■ **EXERCISE BRIEF**:
Resume the piece on 2020 FCPA enforcement, writing on from its final sentence.
** Start of DOCUMENT PASSAGE **
1. The Good – A record-smashing enforcement year. The DOJ and SEC have brought FCPA enforcement actions against 12 companies in 2020 and imposed financial penalties (fines and disgorgement) totaling $6.4 billion. The companies won’t pay it all to the U.S. Treasury; the feds give some FCPA defendants credit for amounts they pay enforcement authorities in other countries. But the DOJ and SEC imposed $6.4 billion in FCPA penalties, and that amount has to be paid somewhere.
For comparison, in each of 2019 and 2018, FCPA penalties were around $2.9 billion, and in 2017 were $1.8 billion.
How does our “modern era” compare with earlier times? Total FCPA penalties in 2005 were $37 million, $300,000 in 2000, and $0 in 1995.
(Thanks to FCPA Blog+ for the nifty stats.)
2. The Bad – Goldman Sachs kicked compliance personnel to the curb. With its $3.3 billion FCPA resolution in October, the Wall Street behemoth became the first American company to top our Top Ten list. If that wasn’t infamy enough, details about how Goldman’s business side treated compliance personnel are awful.
After compliance officers blocked Goldman from taking on notorious wheeler-dealer Low Taek Jho AKA “Jho Low” as a private wealth management client, some business groups kept dealing with him.
In a March 13, 2010 email to a high-level business committee executive and others, Goldman’s regional head of compliance expressed frustration with the pressure to approve Low despite the red flags:
This has been an exceptionally trying experience I have to admit, and I believe that no matter what we do [a Goldman private wealth management executive] is not willing to accept that we are not in a position to onboard this prospect [Jho Low]. . . I do not believe we will ever be able to get comfortable with this matter. I’d like to shut this down once and for all . . . It is seldom that one sees a vendor report, which has been backed up verbally by them, that so clearly states that we should exercise extreme caution.
** End of DOCUMENT PASSAGE **
** Start of EXTRACTED INFORMATION **
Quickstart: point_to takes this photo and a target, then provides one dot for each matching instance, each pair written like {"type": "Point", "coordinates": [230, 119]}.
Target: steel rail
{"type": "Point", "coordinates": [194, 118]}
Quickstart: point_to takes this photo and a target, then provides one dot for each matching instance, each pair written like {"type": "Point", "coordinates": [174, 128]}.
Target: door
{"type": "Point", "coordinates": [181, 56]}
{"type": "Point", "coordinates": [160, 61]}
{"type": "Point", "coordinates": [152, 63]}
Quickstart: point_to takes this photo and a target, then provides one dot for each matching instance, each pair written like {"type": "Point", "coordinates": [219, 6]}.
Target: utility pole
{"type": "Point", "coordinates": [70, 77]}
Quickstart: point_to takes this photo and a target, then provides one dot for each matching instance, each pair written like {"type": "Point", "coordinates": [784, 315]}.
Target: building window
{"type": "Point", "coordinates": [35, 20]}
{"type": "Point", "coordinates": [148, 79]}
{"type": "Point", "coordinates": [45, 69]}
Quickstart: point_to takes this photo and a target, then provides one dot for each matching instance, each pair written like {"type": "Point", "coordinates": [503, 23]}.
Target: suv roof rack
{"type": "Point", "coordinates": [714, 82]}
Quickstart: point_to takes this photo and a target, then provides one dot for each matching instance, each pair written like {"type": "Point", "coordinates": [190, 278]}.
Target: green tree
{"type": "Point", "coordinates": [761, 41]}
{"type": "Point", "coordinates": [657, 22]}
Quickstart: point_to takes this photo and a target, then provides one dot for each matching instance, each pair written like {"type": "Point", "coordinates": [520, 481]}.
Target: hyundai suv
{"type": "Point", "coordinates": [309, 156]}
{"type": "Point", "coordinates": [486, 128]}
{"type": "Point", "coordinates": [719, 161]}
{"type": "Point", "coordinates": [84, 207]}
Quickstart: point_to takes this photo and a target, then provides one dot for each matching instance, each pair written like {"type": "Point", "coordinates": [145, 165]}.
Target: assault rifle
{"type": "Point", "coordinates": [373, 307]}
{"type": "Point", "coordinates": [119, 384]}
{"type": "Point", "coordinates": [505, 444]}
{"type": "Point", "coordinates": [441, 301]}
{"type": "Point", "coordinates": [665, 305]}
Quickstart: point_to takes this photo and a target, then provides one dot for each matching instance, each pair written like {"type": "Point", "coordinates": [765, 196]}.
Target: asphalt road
** End of EXTRACTED INFORMATION **
■ **TASK ANSWER**:
Has there ever been a more prophetic compliance warning? The DOJ eventually indicted Jho Low for allegedly arranging $1.6 billion in bribes to officials in Malaysia and Abu Dhabi and looting at least $4.5 billion from the Malaysia sovereign wealth fund 1MDB.
3. The Missing – FCPA enforcement against Chinese companies. In 64 FCPA enforcement actions, some or all of the illegal behavior happened in China. So, how many parent companies based in China have been nabbed for violating the FCPA? One — Keyuan Petrochemicals Inc. in 2013. It makes no sense. Why aren’t Chinese parent companies appearing as FCPA defendants?
Short answer: They’re beyond the reach of U.S. law. How do we know? The DOJ and SEC have said so, as have many of the 150 Chinese companies now listed on U.S. stock exchanges. They cite an inability to enforce U.S. court judgments in China, blocking statutes that make collecting evidence in China almost impossible, and an “audit integrity” problem.
Regarding the latter: The PRC government prohibits the U.S. Public Company Accounting Oversight Board, or PCAOB, from inspecting auditors in China. That means public accounting firms are unable to verify audit reports about companies headquartered there. In response, the U.S. Congress this month adopted the Holding Foreign Companies Accountable Act. If the White House signs the bill, U.S. exchanges will delist Chinese companies in three years unless the PCAOB or federal regulators can inspect their financial audits.
Those are my picks for the three big FCPA stories of 2020.
I could have mentioned how lockdowns, travel restrictions, quarantines, and remote work are changing the compliance profession. Or how we learned in 2020 that Citigroup now categorizes 15 percent of its employees as “risk, regulatory, and compliance staff,” which means the bank has an astounding 30,000 risk and compliance-related personnel. Or Airbus paying about $4 billion to an unlikely alliance of enforcement authorities from France, the UK, and the United States to settle coordinated bribery and trade charges.
I could even have mentioned how in 2020 it became clear the DOJ expects compliance officers to be super executives — well qualified, adequately funded, autonomous from the rest of management, and directly reporting to and informing the board.
What a year. It proved again there’s never been a more challenging and exciting time to be a compliance professional.
Buckle up for 2021.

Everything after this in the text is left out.